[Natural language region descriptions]
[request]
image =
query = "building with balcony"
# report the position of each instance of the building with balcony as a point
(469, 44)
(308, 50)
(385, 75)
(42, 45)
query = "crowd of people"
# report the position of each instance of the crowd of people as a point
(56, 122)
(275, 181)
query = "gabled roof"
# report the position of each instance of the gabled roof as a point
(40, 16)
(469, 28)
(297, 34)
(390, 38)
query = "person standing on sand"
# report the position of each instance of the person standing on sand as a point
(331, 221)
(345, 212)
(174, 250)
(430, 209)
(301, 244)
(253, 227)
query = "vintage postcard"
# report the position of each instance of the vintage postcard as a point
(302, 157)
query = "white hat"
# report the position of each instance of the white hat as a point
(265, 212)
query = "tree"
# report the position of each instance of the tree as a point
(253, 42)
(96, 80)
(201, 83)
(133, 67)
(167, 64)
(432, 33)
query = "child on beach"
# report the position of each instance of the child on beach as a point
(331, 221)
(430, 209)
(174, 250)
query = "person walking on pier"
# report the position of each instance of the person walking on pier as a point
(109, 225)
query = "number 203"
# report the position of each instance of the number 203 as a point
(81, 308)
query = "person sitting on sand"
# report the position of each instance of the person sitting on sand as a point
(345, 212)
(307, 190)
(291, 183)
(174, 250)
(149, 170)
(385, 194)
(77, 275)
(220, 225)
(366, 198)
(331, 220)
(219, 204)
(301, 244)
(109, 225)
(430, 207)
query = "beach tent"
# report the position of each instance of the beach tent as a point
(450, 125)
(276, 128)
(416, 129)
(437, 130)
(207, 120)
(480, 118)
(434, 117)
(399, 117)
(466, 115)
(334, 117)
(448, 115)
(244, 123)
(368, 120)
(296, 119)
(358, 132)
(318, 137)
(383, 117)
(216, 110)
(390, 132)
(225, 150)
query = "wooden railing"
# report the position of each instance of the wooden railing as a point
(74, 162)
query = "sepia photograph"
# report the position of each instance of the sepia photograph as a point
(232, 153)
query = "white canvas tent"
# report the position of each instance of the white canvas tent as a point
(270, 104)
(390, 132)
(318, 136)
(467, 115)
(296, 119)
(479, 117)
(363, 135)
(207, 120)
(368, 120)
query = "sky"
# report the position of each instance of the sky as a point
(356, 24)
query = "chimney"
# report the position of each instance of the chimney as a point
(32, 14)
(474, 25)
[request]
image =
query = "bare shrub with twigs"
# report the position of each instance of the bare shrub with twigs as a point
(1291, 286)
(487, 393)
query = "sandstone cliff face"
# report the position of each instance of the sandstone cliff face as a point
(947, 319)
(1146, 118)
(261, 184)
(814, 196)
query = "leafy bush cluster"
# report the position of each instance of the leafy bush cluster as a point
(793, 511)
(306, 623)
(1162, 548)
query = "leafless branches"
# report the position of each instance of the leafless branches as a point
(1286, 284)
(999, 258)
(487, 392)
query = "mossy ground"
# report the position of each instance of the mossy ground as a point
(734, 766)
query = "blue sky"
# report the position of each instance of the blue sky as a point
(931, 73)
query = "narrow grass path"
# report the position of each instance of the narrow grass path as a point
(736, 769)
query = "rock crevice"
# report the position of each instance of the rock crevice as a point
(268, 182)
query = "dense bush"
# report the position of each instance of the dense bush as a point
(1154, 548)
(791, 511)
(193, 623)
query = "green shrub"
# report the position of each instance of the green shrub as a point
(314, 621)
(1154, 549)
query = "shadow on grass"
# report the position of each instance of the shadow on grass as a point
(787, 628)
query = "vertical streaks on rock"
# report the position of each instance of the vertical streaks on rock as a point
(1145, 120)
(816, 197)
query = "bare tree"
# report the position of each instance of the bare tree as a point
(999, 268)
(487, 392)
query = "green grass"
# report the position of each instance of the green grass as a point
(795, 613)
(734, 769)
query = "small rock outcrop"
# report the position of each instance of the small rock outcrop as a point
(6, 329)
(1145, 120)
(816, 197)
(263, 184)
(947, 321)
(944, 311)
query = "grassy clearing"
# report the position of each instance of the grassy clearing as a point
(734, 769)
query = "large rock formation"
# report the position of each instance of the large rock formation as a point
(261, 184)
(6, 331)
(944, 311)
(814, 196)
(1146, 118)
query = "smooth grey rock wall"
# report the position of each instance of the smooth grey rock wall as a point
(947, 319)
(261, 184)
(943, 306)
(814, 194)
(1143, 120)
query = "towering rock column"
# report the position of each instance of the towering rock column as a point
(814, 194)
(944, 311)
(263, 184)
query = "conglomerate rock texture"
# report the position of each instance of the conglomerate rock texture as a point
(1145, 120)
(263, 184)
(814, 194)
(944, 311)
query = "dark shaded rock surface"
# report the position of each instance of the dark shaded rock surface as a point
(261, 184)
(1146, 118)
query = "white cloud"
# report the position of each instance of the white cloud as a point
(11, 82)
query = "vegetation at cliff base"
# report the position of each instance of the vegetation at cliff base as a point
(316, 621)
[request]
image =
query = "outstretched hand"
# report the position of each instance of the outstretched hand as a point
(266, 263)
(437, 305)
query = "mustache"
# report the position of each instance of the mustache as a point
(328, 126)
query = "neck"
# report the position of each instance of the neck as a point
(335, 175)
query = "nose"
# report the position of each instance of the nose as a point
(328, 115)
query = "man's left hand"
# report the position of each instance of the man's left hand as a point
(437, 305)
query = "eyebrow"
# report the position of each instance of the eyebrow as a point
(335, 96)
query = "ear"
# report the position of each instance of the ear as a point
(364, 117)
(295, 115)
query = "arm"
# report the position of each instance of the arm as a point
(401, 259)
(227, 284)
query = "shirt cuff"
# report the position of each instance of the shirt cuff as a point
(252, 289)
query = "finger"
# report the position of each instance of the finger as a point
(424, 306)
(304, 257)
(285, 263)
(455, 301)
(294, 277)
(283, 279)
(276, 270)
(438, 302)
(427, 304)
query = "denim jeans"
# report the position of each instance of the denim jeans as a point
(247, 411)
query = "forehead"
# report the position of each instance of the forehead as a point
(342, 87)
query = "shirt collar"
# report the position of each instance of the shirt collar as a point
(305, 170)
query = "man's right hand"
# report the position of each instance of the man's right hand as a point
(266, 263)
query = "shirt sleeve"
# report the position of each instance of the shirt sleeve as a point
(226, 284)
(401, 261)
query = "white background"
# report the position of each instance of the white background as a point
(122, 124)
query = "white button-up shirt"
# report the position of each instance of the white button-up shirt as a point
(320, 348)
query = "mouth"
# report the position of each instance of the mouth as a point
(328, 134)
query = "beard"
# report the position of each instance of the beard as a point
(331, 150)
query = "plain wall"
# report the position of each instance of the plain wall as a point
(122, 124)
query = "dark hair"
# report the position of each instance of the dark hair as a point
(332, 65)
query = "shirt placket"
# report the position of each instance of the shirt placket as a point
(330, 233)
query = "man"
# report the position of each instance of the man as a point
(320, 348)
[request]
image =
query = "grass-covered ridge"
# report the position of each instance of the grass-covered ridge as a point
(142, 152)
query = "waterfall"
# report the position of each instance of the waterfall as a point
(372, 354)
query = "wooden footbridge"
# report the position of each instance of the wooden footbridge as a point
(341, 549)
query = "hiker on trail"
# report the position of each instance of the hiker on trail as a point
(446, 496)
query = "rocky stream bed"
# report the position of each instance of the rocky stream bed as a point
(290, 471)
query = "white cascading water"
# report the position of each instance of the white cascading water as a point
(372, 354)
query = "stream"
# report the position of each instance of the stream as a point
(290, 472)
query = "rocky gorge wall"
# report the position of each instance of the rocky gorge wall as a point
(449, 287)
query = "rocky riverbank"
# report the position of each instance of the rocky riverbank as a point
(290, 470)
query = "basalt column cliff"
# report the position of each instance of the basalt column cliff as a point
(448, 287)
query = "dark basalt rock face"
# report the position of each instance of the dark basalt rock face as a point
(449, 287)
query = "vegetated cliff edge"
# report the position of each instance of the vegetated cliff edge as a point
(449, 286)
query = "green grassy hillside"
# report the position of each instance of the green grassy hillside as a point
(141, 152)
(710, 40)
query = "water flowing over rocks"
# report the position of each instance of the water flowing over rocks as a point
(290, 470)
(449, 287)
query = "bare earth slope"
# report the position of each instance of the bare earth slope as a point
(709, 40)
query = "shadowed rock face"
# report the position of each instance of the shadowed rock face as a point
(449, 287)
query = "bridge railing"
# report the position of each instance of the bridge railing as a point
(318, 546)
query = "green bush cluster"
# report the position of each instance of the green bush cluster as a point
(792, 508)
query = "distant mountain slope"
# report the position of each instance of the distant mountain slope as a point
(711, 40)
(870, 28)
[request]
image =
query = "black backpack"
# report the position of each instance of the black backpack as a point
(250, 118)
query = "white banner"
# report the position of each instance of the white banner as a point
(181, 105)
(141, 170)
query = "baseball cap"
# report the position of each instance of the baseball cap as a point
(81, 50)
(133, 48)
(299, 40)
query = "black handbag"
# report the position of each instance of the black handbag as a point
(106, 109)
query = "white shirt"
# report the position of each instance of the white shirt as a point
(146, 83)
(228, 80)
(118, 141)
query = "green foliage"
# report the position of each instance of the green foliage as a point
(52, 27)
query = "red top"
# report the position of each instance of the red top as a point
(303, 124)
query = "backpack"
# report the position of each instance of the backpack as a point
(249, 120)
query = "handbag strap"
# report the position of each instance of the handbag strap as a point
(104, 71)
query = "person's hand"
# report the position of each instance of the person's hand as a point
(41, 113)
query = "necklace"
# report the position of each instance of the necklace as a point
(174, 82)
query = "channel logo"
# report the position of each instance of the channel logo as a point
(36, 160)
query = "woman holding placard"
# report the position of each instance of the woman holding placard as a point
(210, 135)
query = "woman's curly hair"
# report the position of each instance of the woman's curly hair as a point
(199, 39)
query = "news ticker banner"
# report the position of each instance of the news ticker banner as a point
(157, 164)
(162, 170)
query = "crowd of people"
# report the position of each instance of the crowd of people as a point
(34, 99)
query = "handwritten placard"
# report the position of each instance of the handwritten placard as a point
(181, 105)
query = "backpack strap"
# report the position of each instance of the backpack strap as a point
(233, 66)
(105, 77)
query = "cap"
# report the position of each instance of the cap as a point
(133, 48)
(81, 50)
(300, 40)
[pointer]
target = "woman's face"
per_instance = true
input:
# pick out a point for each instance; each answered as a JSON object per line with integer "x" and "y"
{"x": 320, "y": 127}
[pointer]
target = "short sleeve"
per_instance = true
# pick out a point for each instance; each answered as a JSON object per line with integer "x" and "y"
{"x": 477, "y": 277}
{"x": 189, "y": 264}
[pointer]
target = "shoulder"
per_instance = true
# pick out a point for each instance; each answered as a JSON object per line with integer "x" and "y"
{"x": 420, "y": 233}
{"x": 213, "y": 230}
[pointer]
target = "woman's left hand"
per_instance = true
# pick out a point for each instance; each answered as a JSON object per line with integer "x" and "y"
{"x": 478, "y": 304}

> [WHAT THIS TASK INVOLVES]: Copy each line in the entries above where "target" turns up.

> [SOLUTION FOR THIS PROBLEM]:
target = "woman's face"
target = "short sleeve"
target = "shoulder"
target = "woman's left hand"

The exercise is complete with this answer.